■ **Records supplied**
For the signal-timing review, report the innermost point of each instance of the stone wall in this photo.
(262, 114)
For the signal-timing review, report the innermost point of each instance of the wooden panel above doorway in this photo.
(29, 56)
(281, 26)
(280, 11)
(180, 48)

■ **Task to carry out**
Output every line of the records above as a numbered list, leaving out blank lines.

■ **The solution**
1. For the signal-timing review, report the innermost point of each instance of the stone wall in this photo.
2. (262, 114)
3. For the signal-timing review, report the innermost point of each instance of the wooden panel above doorway in this photo.
4. (29, 56)
5. (281, 26)
6. (280, 11)
7. (180, 48)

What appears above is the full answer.